Perhaps, as it may fall out, to be put to death.

What that means is that the US is trying to maintain a level of control over their prisoners’ lives to goes far deeper than what we normally think of when we think prison-as-controlled-environment.

“I do not want to kill myself,” one of the Gitmo detainees is quoted as saying. “My religion prohibits suicide. But I will not eat or drink until I die, if necessary, to protest the injustice of this place.”

Albert Camus wrote that suicide is the “one truly serious philosophical question.” Everything else outside of that is secondary. In “The Myth of Sisyphus,” Camus is referring mostly to the reactive, seemingly inexplicable act: “An act like this is prepared within the silence of the heart, as is a great work of art. The man himself is ignorant of it. One evening he pulls the trigger or jumps.”

- - - - -

* _EXERCISE_:
In the passage on prison and suicide, rewrite the part that opens with the words "What that means" and closes with "we think prison-as-controlled-environment.", swapping "the US" for "the government". The entries that come next are separate material unrelated to the passage on prison and suicide.

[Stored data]
- - - - -

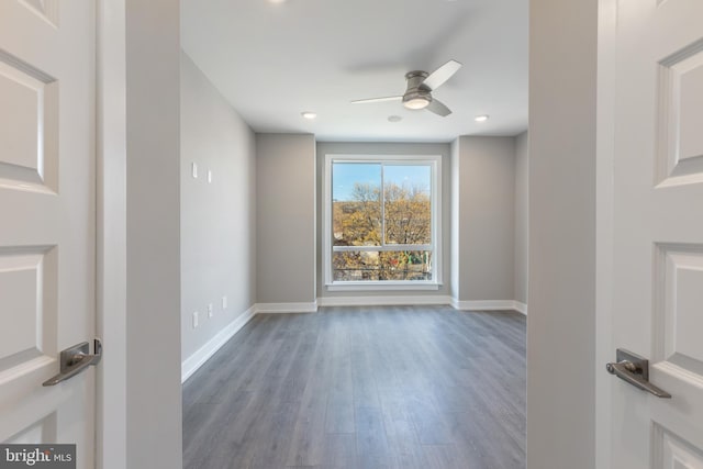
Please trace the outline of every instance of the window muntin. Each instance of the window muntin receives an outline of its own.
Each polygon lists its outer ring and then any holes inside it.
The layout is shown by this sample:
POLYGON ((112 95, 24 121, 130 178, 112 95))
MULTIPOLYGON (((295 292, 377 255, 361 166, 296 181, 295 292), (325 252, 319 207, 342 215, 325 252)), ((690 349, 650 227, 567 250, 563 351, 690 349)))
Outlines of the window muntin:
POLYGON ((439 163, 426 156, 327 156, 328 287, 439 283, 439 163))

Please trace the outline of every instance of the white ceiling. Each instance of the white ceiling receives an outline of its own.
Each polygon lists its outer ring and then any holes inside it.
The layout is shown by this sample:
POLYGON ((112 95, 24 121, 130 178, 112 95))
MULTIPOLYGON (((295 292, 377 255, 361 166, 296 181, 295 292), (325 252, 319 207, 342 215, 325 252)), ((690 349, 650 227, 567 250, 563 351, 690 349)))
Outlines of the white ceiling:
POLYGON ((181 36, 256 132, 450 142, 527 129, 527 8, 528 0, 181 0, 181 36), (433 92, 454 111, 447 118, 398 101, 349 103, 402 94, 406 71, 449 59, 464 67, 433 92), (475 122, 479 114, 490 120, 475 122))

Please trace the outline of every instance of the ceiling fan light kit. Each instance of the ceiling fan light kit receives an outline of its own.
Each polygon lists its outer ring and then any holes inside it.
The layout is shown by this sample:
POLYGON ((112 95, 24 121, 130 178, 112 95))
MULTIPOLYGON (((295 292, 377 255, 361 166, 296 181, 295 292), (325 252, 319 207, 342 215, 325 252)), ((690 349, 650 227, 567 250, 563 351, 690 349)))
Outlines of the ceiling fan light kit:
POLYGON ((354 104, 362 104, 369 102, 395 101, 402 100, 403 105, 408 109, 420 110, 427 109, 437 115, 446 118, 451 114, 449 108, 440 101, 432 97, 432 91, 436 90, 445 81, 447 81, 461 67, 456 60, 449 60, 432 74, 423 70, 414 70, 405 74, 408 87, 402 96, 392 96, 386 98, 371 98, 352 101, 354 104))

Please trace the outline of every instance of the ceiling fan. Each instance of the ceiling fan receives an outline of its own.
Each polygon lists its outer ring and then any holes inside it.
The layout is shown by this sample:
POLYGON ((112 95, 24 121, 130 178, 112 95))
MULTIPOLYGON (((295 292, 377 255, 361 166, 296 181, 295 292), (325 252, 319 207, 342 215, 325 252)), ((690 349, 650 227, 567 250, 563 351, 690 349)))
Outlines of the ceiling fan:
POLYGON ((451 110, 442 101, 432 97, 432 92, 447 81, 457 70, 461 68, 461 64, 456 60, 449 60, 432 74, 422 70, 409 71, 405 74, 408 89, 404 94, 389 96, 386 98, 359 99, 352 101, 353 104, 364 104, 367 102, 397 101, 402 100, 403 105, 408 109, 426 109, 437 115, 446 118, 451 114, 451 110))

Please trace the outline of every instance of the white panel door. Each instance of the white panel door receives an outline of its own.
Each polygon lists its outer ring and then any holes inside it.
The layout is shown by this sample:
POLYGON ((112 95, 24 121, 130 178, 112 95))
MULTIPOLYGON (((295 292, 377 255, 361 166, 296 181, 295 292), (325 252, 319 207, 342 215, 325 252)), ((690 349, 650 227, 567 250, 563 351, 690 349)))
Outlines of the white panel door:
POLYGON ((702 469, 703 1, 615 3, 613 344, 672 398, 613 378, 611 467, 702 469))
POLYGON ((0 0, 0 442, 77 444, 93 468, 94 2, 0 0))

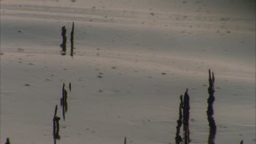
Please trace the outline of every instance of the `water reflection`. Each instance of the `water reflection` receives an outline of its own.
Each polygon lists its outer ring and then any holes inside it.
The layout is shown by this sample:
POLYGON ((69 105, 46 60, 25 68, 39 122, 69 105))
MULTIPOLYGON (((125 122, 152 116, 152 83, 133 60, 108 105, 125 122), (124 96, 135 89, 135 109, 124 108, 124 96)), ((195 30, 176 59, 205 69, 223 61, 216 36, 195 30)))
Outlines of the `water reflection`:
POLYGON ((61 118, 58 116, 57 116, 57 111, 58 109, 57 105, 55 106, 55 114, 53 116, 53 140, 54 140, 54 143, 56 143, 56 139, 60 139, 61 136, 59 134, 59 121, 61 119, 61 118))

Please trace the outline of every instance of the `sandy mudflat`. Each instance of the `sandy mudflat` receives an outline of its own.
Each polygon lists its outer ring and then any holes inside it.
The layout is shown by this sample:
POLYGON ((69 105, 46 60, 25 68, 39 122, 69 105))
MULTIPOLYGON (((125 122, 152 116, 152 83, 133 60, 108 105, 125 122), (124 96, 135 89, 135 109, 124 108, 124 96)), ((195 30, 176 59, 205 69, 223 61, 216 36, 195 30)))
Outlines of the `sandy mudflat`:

- - - - -

* _SOLUTION TO THE PROBLEM_:
What that means is that the government is trying to maintain a level of control over their prisoners’ lives to goes far deeper than what we normally think of when we think prison-as-controlled-environment.